### Requirements
(a) Using the passage on Italian football broadcast rights, decide whether each statement agrees with it, answering yes or no and quoting the deciding words: (i) Di Natale's goal against Palermo was Udinese's second in a 3-1 win; (ii) Sky held the rights to show all matches live on satellite; (iii) a terrestrial-rights agreement had been close well before Friday.
(b) Translate this sentence from the passage on Italian football broadcast rights into Spanish: "Sky, of course, own the rights to show all matches live on satellite, but until Friday no agreement had been close on the terrestrial rights."
(c) Write what comes next in the passage on Italian football broadcast rights, picking up after its final sentence.

### Extract provided
==================================================

Exquisite flashes of skill like the one Toto Di Natale employed to trap a long ball from midfield then lob it over Palermo goalkeeper Marco Amelia on Saturday for his and Udinese's second goal in a 3-1 win may have failed to imprint themselves in the memory of many Italians had it not been for events 24 hours earlier in Milan.
Sky, of course, own the rights to show all matches live on satellite, but until Friday no agreement had been close on the terrestrial rights. Had a deal not have been struck at the last minute, little more than the goals would have been available to Rai and Mediaset viewers, and all the Sunday night talks shows would have involved a lot of chatter, some bickering and the more than occasional shoutfest centered on something that could not have been shown, the actual game action.

==================================================

(Rows from a dataset)

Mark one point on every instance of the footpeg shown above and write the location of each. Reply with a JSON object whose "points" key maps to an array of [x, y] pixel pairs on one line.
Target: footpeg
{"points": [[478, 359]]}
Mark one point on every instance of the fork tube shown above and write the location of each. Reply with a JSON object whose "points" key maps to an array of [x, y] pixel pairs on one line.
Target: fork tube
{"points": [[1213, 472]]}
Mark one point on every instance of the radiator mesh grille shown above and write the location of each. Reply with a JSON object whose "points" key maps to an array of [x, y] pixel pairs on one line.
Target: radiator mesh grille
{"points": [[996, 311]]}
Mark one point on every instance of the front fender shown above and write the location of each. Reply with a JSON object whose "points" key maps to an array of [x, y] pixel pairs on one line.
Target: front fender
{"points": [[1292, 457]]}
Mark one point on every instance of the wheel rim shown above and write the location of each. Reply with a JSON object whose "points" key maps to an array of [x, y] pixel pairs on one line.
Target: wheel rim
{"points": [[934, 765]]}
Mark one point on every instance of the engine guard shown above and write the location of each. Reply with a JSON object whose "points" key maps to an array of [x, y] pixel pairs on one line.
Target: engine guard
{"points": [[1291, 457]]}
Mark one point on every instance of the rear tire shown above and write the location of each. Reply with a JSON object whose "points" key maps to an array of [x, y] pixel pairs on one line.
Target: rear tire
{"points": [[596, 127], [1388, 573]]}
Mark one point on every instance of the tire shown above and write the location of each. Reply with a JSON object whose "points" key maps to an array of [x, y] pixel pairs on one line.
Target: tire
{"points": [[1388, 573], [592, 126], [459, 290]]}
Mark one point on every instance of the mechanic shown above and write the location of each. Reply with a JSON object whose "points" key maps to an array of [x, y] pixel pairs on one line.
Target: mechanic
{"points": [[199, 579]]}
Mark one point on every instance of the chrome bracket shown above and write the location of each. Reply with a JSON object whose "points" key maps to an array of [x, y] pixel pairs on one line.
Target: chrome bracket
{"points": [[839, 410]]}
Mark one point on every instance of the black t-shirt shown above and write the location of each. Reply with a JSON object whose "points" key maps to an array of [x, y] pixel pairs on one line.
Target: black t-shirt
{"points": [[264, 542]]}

==================================================

### Outputs in order
(a)
(i) Yes: "for his and Udinese's second goal in a 3-1 win"
(ii) Yes: "Sky, of course, own the rights to show all matches live on satellite"
(iii) No: "until Friday no agreement had been close on the terrestrial rights"

(b) Sky, por supuesto, posee los derechos para emitir todos los partidos en directo por satélite, pero hasta el viernes no se había estado cerca de ningún acuerdo sobre los derechos terrestres.

(c)
One of the reasons for the protracted negotiations was that both Rai and Mediaset believed the Lega was asking for too much money: a total of 70m euros (in the end, it was 27.5m for Rai). Viewership for most of the highlights-cum-studio guests and rowdy audience shows had been disappointing for a while, the viewing public perhaps showing growing exhasperation towards some of the more disfunctional tv shows, and both companies felt spending too much on the rights would have made no financial sense (Mediaset) or betrayed the spirit of public service which Rai is nominally expected to provide, at a reasonable cost for the taxpayers.
In fact, it is encouraging to learn viewing figures are declining for those live shows, who often carry along an unlikely cast of former footballers with built-in clichés, outrageous pundits, inevitably a former referee asked to analyze each controversial incident, excruciatingly, at least five times before giving his opinion and even more inevitably an attractive female airing her football thoughts on the basis of her knowledge, usually rooted in being the girlfriend of a footballer or simply a beautiful face. Wisely, former star ref and current ref commissioner Pierluigi Collina mentioned 'former dancers and former refs apparently oblivious to their own shortcomings' among those who would be targeted by the refs' union legal office should it decide one day to clamp down on insults and partisan opinions.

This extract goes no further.